EXTRAIT FOURNI ::

- - -

Justice pour George Floyd ! C’est tout le système qui est coupable !

George Floyd est mort étouffé par un policier de Minneapolis, le 25 mai 2020, un genou sur son cou. La vidéo de ce meurtre publiée par le Washington Post montre clairement que la police a menti sur le fait que Floyd ait résisté à son arrestation. Il a été assassiné parce qu’il « ressemblait à un suspect ». Les événements entourant la mort de George Floyd exposent la brutalité désinvolte mais mortelle de la police.

La police a arrêté Floyd de façon agressive sur base d’un rapport selon lequel quelqu’un dans la région avait essayé d’utiliser un faux billet de 20 dollars. Tout d’abord, l’idée qu’un meurtre serait une réponse pour la simple accusation d’un crime de pauvreté est horrible et injuste. Ensuite, le meurtre de Floyd est un aperçu effrayant de la réaction de l’État durant une crise économique qui a déjà entraîné la mise au chômage de près de 40 millions de personnes. Floyd a été filmé alors qu’il proclamait à plusieurs reprises « Je ne peux pas respirer », ce qui rappelle tragiquement le cas d’Eric Garner, assassiné par la police en 2014. Sa mort a déclenché des journées d’action de masse qui ont constitué le pic du mouvement Black Lives Matter.

Il n’a fallu que quelques heures pour que la colère se transforme en protestation. Plusieurs milliers de personnes ont défilé vers le commissariat. Le long du parcours de la marche, des pancartes de solidarité avaient été accrochées par le voisinage sur les portes et les porches. Cette manifestation a été accueillie par des gaz lacrymogènes, des balles en caoutchouc et des coups de feu.

Pour rendre justice à Georges Floyd, nous ne pouvons pas accorder de confiance à l’establishment politique qui nous a conduit droit à cette situation. La mobilisation et les actions de protestations représentent la plus sûre manière d’assurer que justice lui soit rendue et d’attirer l’attention sur la réalité actuelle des brutalités policières. La lutte doit être élargie pour y inclure des mobilisations plus larges avec des journées d’action de masse coordonnées qui impliquent les jeunes, les communautés de couleur et l’ensemble de la classe ouvrière. Sans structuration, le risque est grand que les mobilisations puissent perdre leur élan. Un mouvement de masse bien organisé peut commencer à s’attaquer au racisme et à l’inégalité structurels sur lesquels reposent la violence policière avec des revendications concernant des programmes sociaux, l’enseignement public et les logements sociaux.

Aucune confiance envers le maire Frey ou le FBI de Trump

La réaction de la police de Minneapolis face à ces manifestations contraste fortement avec la manière dont ont été traités les rassemblements armés exigeant de « libérer l’État » des mesures de confinement quelques semaines auparavant. Cette attitude de la part de la police augmente le risque que des « justiciers » de droite se sentent enhardis à terroriser les manifestants, comme ce fut déjà le cas dans le passé. Le patron du syndicat de police local, Bob Kroll, est un ardent défenseur de Trump, au point de l’avoir introduit lors d’un meeting en 2019, ce qui ne va qu’augmenter le risque que Trump et les forces de droite interviennent.

- - -

LIGNES DE DONNÉES ::
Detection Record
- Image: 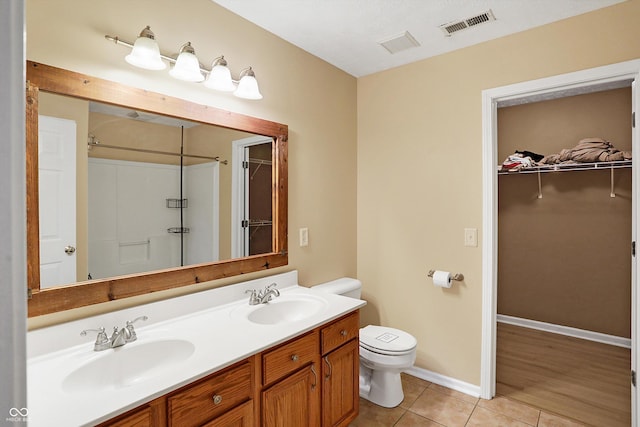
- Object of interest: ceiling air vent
[440,9,496,36]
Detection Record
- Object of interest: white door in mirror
[38,116,76,288]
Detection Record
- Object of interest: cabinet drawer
[262,331,319,385]
[321,311,360,355]
[168,362,252,427]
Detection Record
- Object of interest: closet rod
[87,136,229,165]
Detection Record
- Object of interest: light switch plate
[299,227,309,247]
[464,228,478,248]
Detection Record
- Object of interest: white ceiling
[212,0,624,77]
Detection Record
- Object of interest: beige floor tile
[478,396,540,426]
[394,411,442,427]
[410,387,475,427]
[429,383,479,405]
[538,411,586,427]
[349,399,405,427]
[467,406,530,427]
[400,378,431,409]
[400,372,431,387]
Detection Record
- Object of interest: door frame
[480,60,640,426]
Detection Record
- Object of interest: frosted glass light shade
[233,67,262,99]
[124,26,167,70]
[169,43,204,82]
[204,64,236,92]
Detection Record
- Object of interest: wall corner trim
[404,366,480,397]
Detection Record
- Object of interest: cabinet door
[202,400,253,427]
[98,397,166,427]
[261,363,320,427]
[167,362,253,427]
[322,340,360,427]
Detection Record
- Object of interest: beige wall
[26,0,357,328]
[357,0,640,385]
[498,87,631,338]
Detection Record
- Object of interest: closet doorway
[481,61,640,425]
[231,136,273,258]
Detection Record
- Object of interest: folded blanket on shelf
[500,152,536,171]
[540,138,631,164]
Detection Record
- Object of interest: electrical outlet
[300,227,309,247]
[464,228,478,248]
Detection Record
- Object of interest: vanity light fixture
[104,26,262,100]
[169,42,204,82]
[124,25,167,70]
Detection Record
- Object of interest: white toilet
[312,277,417,408]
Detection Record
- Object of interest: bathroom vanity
[28,271,365,427]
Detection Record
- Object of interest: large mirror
[27,62,287,316]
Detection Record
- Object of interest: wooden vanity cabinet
[99,311,359,427]
[167,358,254,427]
[97,396,167,427]
[260,329,320,427]
[321,311,360,427]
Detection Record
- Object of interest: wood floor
[496,323,631,427]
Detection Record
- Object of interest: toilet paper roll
[433,270,451,288]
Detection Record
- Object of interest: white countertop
[27,271,366,427]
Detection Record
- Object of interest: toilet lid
[360,325,418,354]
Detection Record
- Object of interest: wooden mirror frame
[26,61,288,317]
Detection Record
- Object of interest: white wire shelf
[497,160,633,175]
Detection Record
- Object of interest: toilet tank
[311,277,362,299]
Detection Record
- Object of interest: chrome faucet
[258,283,280,304]
[244,283,280,305]
[80,316,149,351]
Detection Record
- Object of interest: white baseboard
[496,314,631,348]
[404,366,480,397]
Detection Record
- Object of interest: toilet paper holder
[427,270,464,282]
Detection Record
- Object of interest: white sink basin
[62,339,195,393]
[234,295,327,325]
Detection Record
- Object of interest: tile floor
[350,374,584,427]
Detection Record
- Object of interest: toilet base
[360,365,404,408]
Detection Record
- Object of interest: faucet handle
[125,316,149,342]
[80,327,111,351]
[249,289,260,305]
[264,282,280,297]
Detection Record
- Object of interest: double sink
[27,271,365,427]
[62,294,327,393]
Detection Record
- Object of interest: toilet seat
[360,325,418,356]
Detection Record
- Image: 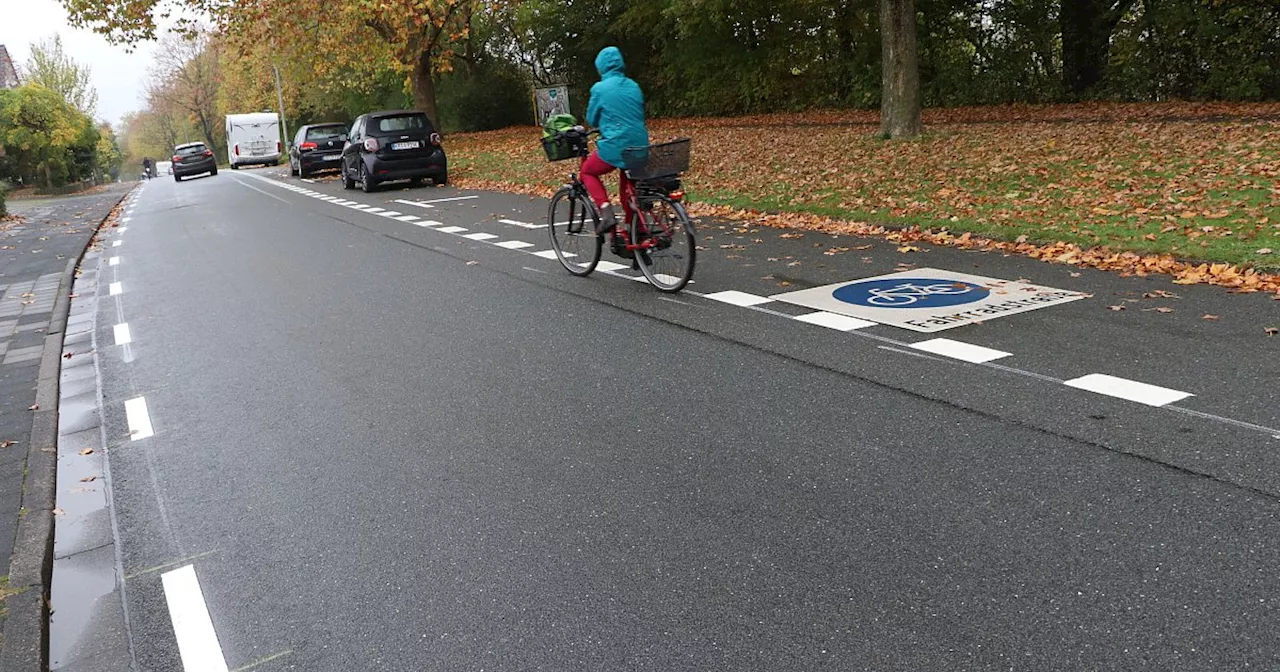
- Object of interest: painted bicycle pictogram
[832,278,991,308]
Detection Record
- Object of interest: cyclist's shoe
[595,204,618,236]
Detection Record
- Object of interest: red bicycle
[544,127,698,292]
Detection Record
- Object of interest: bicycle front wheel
[547,187,600,275]
[630,198,698,292]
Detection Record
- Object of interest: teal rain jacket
[586,46,649,169]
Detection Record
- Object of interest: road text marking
[911,338,1010,364]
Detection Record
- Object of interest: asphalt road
[77,170,1280,672]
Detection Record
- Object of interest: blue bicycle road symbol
[831,278,991,308]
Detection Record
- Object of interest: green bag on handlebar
[543,114,577,138]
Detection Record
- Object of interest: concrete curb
[0,189,133,672]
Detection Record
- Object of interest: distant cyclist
[581,46,649,236]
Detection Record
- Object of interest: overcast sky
[0,0,155,127]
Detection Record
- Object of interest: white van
[227,113,282,170]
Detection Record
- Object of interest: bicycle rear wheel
[547,187,600,275]
[630,198,698,292]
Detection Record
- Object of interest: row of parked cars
[289,110,449,192]
[173,110,449,192]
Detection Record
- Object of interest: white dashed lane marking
[232,172,1266,429]
[160,564,227,672]
[1066,374,1194,406]
[704,289,773,307]
[124,397,152,442]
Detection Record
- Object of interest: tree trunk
[1057,0,1133,99]
[410,54,440,131]
[881,0,920,138]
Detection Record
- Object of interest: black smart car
[289,123,347,178]
[173,142,218,182]
[342,110,449,192]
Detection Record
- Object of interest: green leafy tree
[26,35,97,116]
[0,83,97,188]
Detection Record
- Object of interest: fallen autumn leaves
[453,104,1280,291]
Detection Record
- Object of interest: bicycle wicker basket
[622,138,692,179]
[543,132,589,161]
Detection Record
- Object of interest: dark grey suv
[342,110,449,192]
[173,142,218,182]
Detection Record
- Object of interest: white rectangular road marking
[419,196,479,205]
[911,338,1010,364]
[704,289,773,307]
[498,219,543,229]
[1066,374,1194,406]
[795,310,876,332]
[124,397,152,442]
[396,198,435,207]
[160,564,227,672]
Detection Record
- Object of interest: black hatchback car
[342,110,449,192]
[289,123,347,178]
[173,142,218,182]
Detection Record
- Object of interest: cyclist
[581,46,649,236]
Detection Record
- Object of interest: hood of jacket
[595,46,626,79]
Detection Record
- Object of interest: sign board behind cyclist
[534,86,570,125]
[771,269,1085,333]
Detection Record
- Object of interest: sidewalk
[0,183,133,669]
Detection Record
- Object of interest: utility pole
[271,63,291,148]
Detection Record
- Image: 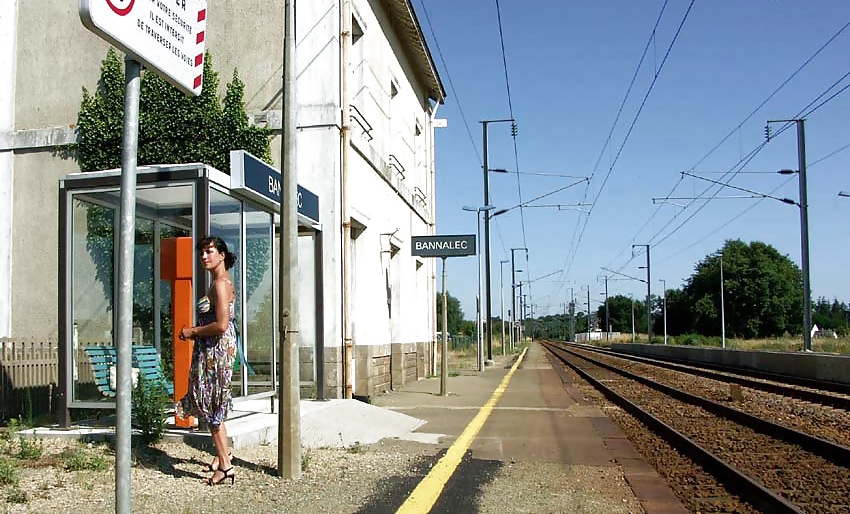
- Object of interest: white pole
[720,252,726,348]
[659,278,667,344]
[499,261,510,355]
[475,210,484,371]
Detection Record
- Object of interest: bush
[132,374,171,444]
[0,457,18,485]
[61,448,108,471]
[18,437,44,460]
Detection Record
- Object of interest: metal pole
[564,303,570,341]
[585,286,590,344]
[645,245,652,344]
[440,257,448,396]
[277,0,302,479]
[511,252,516,351]
[481,121,493,366]
[499,260,509,355]
[570,287,576,342]
[720,252,726,349]
[475,210,486,371]
[112,57,142,514]
[605,275,611,342]
[795,120,812,352]
[659,278,667,344]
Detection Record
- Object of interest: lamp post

- - -

TRAVAIL DEMANDÉ ::
A: D'après l'article sur George Floyd, quelle était la valeur du faux billet mentionné dans le rapport à l'origine de l'arrestation ?
B: Dans l'article sur George Floyd, relevez tout ce qui a accueilli la manifestation en route vers le commissariat.
C: Écrivez la suite de l'article sur George Floyd, à partir de sa dernière phrase.

RÉPONSES ::
A: 20 dollars.

B:
- des gaz lacrymogènes
- des balles en caoutchouc
- des coups de feu

C:
Pour faire face à la violente répression policière ou à la menace des « justiciers » d’extrême droite enhardis, les organisations de masse comme les syndicats devront soutenir les manifestations et utiliser tous leurs moyens pour organiser des comités de solidarité visant à protéger les manifestants. Les syndicats des infirmières du Minnesota et des enseignants de Minneapolis ont publié des déclarations condamnant le meurtre de Floyd. Ce sont des démonstrations de solidarité importantes qui doivent être suivies par d’autres syndicats.

Le maire Jacob Frey a immédiatement mis sous une intense pression. Il a été forcé de reconnaître que la population ne faisait pas confiance à la police pour mener l’enquête. Il a donc demandé que celle-ci soit menée par le Bureau des affaires criminelles du Minnesota et le FBI. Cette tactique n’est pas neuve et sert à affaiblir les mobilisations qui exigent la poursuite immédiate des officiers de police impliqués. La méthode sert à faire dérailler les mouvements qui luttent pour imposer des changements structurels dans le maintien de l’ordre.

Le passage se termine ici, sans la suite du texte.